-- EXERCISE DETAILS --
Transcribe the records in full, keeping every character as it is.

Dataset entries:
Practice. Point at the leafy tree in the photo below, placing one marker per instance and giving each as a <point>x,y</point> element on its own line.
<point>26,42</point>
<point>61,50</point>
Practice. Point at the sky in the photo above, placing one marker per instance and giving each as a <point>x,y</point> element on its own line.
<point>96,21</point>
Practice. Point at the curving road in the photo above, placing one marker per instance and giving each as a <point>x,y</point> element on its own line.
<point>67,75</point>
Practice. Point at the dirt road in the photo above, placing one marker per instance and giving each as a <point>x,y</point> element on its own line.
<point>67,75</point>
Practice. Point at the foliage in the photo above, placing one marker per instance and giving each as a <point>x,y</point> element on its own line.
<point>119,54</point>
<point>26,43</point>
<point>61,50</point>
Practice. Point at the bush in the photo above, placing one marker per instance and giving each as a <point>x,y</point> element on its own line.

-- WRITTEN RESPONSE --
Practice. Point at the leafy tree in the photo below, placing one marker per instance and giving each as a <point>x,y</point> element on its own line.
<point>26,42</point>
<point>61,50</point>
Practice. Point at the sky in the photo above, placing one marker per instance and giving each as a <point>x,y</point> element on its own line.
<point>96,21</point>
Practice. Point at the curving road in the photo above, placing one marker per instance and giving each as a <point>x,y</point> element on its own line.
<point>67,75</point>
Practice. Point at the dirt road in the photo above, placing one marker per instance and giving each as a <point>x,y</point> element on its own line.
<point>67,75</point>
Practice. Point at the foliage in the photo above, placing one marker per instance and giving each as a <point>x,y</point> element on its own line.
<point>119,54</point>
<point>26,43</point>
<point>61,50</point>
Practice. Point at the bush in the photo above, placing one marker per instance and giving each as a <point>x,y</point> element on its own line.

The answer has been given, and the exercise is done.